[Excerpted text]:
Yet in spite of the cool and useful stuff available on Google, they do not make penny number 1 from M. Goldberg, and except for advertising, it remains unclear how Google plans to make money enough to support their valuation. Google generates cash in much the same manner as the South Sea Company – they are on their 3rd stock offering to the public. And it is amazing to me that Wall Street is not the least skeptical of this company in spite of the fact that they went to the public trough three times in less than two years.

In summary, there are four internet companies that make money from my family and me in various amounts – EBay, Comcast, Amazon, and Yahoo. There is one company, Google, which is valued at more than twice the value of any of the other four. 2006 Google is similar to 1999 AOL, only without the revenues. Maybe I’m not “everyman.” But I can’t figure out how this company is worth its current market value of $117 billion.

Can you?

Today’s Market

As far as I am concerned, all signs suggest that we are now observing the beginning of the helicopter money era. Consider the following intermediate term trends:

  • Stocks up.

  • Precious metals up.

  • Commodities up.

  • Bonds down.

  • US dollar down.

All of these trends appear to be well-established. And this would be the behavior of the financial markets if the money supply were simply being dropped from helicopters on everything and everyone below. But complacency is also up tremendously as evidenced by the stock market’s inability to turn in even one stinker of a day. So the behavior of the market would also seem to suggest that there is chloroform being dropped from the helicopters. It is also true that Boeing is leading the Dow higher, so there’s more evidence that it is helicopters being used. But then again, maybe not…the Boeing action is probably the market discounting more military activity that is occurring on borrowed money.

I’m hearing so much talk about the fed, and what the fed may do based on the fed’s interpretation of what is best for the US’ economy. I’m far from a fed expert (probably more of an expert than many claiming such a distinction), but the overall assumption that I make in modeling fed behavior is that their overall goal is to enrich those who they represent at the expense of the public. They enrich banking and financial institutions and especially their ownership. The general model is that the fed will, through “monetary policy,” provide loose money conditions to allow portions of the population to do what they otherwise would not do. Usually this is to take on too much debt. In the most recent case, they created the monetary conditions and backdrop (with some media assistance), to entice much of the public to purchase homes with absurd debt structures. Then (now), they tighten policy, thereby shearing the sheep that were enticed into doing what they otherwise would not, thereby resulting in foreclosures. In the extended period of time to run this process full circle, through use of the media, the public is fooled into thinking that everything is AOK. Then when things ultimately come crashing down, through the media, a host of scapegoats are created and paraded about. Say hello to Henry Blodget and Jack Grubman. Wealth is exchanged from the fooled to the fool-ers.

This time, there will also be a host of scapegoats trotted out for the public. One easy target will be the “inflation beastie.” For those of you who remember, it’s time to get out your “WIN” buttons. (I really am going to check out what they are selling for on EBay!) With the breaking of the real estate bubble there won’t need to be any scapegoat – just a statement to those who lost big – “What were you thinking?”

[Dataset content]:
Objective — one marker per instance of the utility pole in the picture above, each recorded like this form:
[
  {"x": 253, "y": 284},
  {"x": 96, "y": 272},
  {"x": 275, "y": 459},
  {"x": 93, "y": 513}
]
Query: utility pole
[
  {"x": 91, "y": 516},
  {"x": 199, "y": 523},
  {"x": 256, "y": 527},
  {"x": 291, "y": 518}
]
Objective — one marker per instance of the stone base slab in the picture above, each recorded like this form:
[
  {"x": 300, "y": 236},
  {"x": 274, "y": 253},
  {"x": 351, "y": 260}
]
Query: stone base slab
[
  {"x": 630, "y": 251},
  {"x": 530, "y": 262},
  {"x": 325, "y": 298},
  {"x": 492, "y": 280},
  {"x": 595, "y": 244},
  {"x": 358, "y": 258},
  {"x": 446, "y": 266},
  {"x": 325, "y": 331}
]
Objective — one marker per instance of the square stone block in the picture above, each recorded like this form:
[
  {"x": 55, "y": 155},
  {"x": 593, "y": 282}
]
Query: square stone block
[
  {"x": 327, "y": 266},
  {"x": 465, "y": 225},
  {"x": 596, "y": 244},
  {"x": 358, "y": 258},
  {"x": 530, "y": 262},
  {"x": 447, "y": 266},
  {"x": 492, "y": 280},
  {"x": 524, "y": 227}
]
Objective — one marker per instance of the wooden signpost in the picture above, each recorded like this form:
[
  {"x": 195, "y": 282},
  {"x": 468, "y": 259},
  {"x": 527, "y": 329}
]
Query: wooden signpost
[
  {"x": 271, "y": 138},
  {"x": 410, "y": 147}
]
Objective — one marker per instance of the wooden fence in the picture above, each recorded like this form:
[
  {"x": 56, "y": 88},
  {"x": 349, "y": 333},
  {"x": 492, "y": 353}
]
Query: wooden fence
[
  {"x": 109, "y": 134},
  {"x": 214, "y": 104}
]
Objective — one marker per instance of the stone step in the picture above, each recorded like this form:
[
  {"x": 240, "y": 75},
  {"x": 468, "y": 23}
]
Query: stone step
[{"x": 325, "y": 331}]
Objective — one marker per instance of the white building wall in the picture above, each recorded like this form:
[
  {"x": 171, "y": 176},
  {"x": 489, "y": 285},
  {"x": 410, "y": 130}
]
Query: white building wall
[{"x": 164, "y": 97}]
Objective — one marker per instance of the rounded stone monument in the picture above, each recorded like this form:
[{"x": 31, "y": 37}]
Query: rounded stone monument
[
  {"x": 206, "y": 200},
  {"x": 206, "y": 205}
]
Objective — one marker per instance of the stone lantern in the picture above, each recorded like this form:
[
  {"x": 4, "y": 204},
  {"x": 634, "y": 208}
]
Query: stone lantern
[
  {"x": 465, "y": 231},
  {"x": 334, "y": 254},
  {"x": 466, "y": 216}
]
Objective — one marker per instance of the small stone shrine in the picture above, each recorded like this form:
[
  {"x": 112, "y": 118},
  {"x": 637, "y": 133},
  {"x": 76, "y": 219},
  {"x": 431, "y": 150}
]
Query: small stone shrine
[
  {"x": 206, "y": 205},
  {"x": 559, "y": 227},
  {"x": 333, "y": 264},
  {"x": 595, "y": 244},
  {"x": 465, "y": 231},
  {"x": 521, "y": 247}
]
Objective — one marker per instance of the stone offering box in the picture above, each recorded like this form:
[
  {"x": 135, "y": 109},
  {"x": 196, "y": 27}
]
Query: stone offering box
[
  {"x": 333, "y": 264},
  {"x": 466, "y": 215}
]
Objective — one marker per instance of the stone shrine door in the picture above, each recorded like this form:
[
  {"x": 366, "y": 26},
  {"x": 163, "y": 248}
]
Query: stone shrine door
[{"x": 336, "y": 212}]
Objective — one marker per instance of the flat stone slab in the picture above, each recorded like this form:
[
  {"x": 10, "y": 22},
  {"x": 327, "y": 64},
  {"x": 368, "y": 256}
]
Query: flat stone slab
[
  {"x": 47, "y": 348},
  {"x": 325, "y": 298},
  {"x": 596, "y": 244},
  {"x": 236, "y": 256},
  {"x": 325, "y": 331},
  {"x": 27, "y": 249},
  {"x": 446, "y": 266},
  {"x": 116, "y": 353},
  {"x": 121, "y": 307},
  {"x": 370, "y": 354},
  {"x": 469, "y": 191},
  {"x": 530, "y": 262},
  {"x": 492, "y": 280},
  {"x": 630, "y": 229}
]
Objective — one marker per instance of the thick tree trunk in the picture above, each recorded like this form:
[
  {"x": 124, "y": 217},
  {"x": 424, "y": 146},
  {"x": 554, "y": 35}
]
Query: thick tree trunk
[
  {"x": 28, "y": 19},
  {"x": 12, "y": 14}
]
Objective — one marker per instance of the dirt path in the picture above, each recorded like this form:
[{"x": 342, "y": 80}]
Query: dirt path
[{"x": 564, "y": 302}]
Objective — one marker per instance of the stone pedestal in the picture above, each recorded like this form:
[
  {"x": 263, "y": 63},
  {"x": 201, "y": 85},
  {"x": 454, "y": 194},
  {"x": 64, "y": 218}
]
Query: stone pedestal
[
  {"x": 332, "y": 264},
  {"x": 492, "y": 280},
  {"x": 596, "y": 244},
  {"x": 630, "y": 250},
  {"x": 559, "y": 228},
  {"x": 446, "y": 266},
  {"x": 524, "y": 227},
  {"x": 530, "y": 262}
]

[Jobs]:
**A.** Collect every line of the records that contains the string "dirt", matching its case exactly.
**B.** Carry on the market commentary on Google and the fed, starting after its final sentence.

[Final answers]:
**A.**
Objective — one marker per instance of the dirt path in the picture above, each recorded like this form:
Query: dirt path

**B.**
The Fed is putting out signals that they need to “fight” inflation. Up will go interest rates. Down go real estate prices. More foreclosures coming on those properties with the absurd variable interest rate zero principle loans. What were you thinking?

With the 10-year note right at its multi-year highs, I’ve sketched what I think will be the most likely intermediate term scenario for long interest rates. The 10-year note is at its spring of 2004 high after going very far, very fast. The trend is very likely up, but rates probably need to base for awhile, before going higher. A break of the previous high will get the public’s attention and this will likely rock the stock market (which is not confirming the rise in interest rates….Yet). But if rates go decisively higher from here, a resumption of the bear market will occur. The stock market not confirming the bearish bond market is probably the result of the bond market needing more time to catch its breath.

My views on gold and silver stocks have not changed, but from a strategic standpoint, it’s not a good entry point. These are the hazards of trading a Wave III up.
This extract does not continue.